Hoping to create the new column D based on three existing columns: "A" "B" and "C". The dataset also have other variables E, F, G, etc.
Whenever A or B or C has a value, other two columns have NAs (E,F, G, not affected by them). The new variable "D" I need should import whatever the existing values from any of the A,B, or C columns.
A B C D E F G
1 NA NA 1
NA 2 NA 2
NA 4 NA 4
NA NA 2 2
NA NA 3 3
Any simple codes within any packages that can do the trick? Thank you in advance!
I have seen other codes that can do the work but their datasets only have A,B and C, but my data set has other existing columns, so I need codes that can specify the A, B and C columns.
CodePudding user response:
One option is to use coalesce
on the 'A', 'B', 'C' to create the 'D' - coalesce
will return the column with the first non-NA value per each row
library(dplyr)
df1 <- df1 %>%
mutate(D = coalesce(A, B, C), .after = 'C')

Part of a data file:
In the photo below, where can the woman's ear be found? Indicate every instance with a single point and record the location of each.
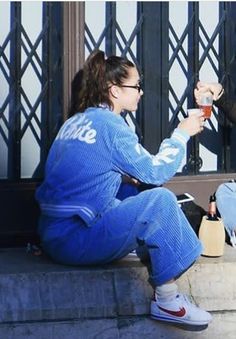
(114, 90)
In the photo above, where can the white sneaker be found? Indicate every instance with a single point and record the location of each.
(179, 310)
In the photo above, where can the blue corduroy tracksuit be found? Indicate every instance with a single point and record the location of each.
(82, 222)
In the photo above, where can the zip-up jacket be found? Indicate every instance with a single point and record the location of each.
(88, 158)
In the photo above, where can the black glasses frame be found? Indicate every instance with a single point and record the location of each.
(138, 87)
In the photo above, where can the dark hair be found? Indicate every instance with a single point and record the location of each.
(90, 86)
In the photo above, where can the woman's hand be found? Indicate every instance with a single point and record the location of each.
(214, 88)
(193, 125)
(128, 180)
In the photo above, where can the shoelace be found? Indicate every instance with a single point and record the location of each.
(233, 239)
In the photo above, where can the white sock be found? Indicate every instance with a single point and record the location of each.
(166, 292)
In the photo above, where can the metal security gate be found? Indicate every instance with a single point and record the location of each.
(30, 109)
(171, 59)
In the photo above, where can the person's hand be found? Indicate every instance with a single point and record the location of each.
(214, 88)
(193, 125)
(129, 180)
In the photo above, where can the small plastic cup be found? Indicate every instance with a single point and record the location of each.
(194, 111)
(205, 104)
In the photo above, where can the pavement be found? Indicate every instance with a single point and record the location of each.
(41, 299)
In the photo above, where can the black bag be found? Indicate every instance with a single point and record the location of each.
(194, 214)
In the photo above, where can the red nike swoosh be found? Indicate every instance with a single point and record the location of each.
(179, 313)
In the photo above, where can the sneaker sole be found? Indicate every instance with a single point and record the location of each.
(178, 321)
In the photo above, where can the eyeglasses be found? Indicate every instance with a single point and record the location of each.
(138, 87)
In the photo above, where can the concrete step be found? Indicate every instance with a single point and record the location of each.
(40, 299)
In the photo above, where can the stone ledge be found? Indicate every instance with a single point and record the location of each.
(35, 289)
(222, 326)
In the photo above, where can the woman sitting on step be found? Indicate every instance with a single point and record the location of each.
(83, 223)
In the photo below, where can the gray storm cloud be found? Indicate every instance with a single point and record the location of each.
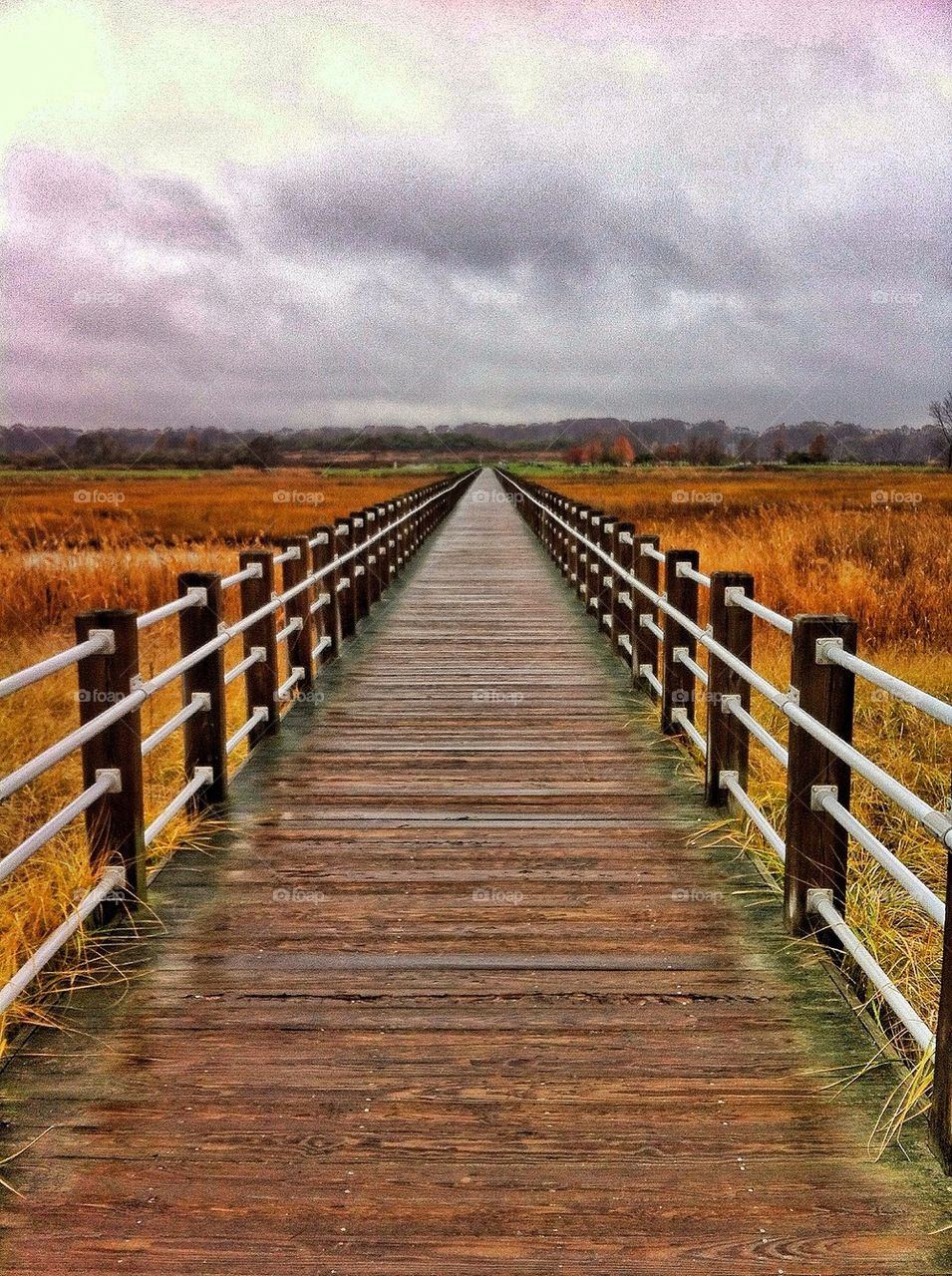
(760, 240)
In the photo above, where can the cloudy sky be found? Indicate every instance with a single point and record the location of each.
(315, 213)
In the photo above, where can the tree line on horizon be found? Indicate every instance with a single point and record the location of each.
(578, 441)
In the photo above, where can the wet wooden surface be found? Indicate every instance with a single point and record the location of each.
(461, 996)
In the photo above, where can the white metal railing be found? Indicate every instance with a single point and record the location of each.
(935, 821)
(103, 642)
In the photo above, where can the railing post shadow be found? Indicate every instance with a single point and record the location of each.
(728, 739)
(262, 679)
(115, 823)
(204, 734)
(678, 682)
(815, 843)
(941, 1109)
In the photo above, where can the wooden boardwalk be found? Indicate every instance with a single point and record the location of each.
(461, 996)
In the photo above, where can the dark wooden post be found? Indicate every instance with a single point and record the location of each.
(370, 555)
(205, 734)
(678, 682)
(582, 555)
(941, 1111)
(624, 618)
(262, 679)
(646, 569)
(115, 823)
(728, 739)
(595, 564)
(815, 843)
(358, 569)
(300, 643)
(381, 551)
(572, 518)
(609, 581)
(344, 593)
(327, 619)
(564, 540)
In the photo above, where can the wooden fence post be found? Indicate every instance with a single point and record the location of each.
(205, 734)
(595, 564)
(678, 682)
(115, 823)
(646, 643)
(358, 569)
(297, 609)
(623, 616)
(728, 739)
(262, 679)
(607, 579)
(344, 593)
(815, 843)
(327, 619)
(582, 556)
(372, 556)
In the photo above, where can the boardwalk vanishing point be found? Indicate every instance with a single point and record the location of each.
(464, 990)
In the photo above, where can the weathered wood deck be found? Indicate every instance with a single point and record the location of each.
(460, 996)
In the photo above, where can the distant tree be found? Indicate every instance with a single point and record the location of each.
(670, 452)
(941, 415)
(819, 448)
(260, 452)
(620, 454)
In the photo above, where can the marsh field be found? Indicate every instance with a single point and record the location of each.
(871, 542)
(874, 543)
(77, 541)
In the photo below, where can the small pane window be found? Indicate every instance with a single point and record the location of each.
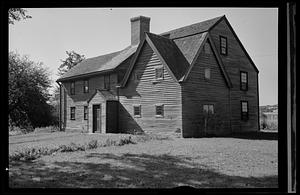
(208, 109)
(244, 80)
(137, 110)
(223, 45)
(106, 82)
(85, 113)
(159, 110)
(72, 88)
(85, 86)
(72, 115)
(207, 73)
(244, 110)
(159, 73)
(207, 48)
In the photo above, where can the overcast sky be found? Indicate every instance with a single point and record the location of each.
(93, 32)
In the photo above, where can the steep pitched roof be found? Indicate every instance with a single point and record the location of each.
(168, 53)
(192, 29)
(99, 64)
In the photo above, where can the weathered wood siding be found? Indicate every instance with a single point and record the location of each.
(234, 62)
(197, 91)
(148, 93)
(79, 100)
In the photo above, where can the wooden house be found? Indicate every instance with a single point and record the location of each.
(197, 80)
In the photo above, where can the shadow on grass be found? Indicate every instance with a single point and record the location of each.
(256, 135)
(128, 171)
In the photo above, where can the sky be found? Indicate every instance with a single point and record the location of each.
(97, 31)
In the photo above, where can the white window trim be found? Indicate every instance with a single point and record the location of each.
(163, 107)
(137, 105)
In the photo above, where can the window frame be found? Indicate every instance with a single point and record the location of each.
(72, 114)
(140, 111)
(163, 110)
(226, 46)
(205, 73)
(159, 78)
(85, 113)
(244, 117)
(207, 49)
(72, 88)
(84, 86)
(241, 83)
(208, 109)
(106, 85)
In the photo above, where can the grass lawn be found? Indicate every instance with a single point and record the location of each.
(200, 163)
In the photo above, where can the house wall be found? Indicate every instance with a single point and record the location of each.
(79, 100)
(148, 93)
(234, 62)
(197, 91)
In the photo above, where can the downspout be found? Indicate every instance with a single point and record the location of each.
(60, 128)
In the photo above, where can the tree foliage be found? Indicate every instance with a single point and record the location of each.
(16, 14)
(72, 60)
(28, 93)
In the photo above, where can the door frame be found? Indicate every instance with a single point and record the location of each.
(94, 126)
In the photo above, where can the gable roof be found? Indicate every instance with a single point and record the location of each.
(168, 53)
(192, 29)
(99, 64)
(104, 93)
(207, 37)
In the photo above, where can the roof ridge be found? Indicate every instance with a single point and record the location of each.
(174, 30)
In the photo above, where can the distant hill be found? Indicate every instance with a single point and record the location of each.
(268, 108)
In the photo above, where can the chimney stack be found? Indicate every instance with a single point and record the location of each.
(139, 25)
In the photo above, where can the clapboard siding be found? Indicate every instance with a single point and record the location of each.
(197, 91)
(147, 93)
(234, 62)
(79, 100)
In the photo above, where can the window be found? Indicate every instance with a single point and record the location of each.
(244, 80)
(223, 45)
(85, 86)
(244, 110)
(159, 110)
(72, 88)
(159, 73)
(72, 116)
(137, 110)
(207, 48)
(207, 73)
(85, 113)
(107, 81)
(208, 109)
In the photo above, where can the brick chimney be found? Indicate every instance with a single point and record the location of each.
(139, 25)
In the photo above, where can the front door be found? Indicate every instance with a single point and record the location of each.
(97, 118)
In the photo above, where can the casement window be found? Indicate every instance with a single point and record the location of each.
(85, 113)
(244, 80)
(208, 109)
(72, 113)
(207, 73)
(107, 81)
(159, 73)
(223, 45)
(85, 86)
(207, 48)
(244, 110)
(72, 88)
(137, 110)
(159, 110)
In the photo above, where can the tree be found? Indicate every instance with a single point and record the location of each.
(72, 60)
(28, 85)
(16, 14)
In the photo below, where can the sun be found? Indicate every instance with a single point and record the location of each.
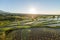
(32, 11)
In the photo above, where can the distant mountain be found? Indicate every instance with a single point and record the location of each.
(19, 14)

---

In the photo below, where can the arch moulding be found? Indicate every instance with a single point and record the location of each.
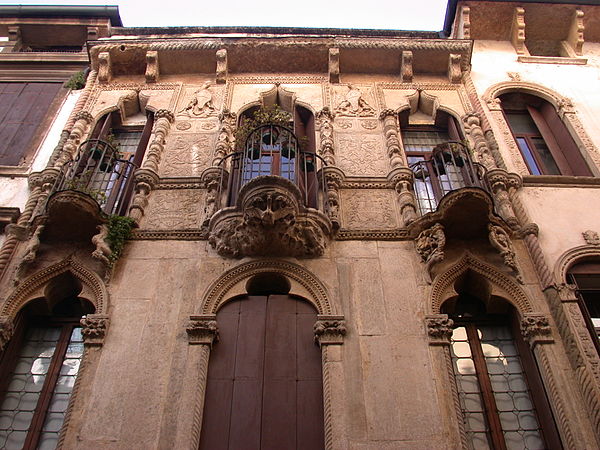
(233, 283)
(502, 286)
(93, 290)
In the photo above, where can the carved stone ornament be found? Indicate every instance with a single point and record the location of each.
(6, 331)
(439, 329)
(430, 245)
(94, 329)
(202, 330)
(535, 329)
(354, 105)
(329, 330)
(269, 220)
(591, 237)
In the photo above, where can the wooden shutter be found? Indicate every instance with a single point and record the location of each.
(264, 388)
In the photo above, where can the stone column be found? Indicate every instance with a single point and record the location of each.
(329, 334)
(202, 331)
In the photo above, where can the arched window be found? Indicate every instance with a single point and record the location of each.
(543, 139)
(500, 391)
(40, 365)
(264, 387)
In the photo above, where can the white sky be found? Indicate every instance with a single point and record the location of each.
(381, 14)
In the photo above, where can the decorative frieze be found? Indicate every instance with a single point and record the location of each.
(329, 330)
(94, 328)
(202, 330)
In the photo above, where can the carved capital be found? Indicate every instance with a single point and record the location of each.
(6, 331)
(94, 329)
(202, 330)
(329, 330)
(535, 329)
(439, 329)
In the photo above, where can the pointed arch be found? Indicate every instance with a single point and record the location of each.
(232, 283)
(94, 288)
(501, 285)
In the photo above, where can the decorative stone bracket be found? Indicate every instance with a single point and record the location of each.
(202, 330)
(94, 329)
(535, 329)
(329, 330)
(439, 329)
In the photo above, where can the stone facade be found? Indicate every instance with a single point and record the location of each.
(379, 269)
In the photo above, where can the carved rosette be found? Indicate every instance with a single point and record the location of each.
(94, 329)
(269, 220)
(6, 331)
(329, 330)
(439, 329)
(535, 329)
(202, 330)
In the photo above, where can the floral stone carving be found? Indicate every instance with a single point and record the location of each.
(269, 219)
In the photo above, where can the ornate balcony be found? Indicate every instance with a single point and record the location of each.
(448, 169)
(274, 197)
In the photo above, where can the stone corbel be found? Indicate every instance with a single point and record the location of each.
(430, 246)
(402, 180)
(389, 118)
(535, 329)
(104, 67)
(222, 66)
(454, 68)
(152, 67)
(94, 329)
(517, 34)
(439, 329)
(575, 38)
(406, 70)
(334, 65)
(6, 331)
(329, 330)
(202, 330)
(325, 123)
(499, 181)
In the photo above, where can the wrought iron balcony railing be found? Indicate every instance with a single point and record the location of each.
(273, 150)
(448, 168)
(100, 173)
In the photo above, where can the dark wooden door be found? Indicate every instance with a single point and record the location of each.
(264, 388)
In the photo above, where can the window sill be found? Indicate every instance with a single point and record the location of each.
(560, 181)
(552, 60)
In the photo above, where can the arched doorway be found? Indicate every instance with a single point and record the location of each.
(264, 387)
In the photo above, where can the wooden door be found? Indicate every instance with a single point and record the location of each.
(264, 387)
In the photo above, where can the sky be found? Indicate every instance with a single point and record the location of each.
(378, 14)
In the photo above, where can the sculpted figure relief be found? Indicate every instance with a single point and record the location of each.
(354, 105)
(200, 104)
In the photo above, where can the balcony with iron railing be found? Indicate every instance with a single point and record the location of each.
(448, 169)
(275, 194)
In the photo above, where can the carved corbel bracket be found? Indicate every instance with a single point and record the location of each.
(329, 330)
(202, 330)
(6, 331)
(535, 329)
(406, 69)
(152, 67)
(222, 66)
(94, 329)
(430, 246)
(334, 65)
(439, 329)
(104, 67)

EXERCISES TO COMPLETE -
1. Write out the portion of the thread on combining columns starting with "Whenever A or" and going on through "and C columns.".
2. Answer these questions from the thread on combining columns:
(a) Besides A, B and C, which other variables does the dataset contain?
(b) Which function does the reply suggest for creating column D?
(c) Which library does the reply's code load?

EXPECTED ANSWERS -
1.
Whenever A or B or C has a value, other two columns have NAs (E,F, G, not affected by them). The new variable "D" I need should import whatever the existing values from any of the A,B, or C columns.
A B C D E F G
1 NA NA 1
NA 2 NA 2
NA 4 NA 4
NA NA 2 2
NA NA 3 3
Any simple codes within any packages that can do the trick? Thank you in advance!
I have seen other codes that can do the work but their datasets only have A,B and C, but my data set has other existing columns, so I need codes that can specify the A, B and C columns.

2.
(a) E, F, G, etc.
(b) coalesce
(c) dplyr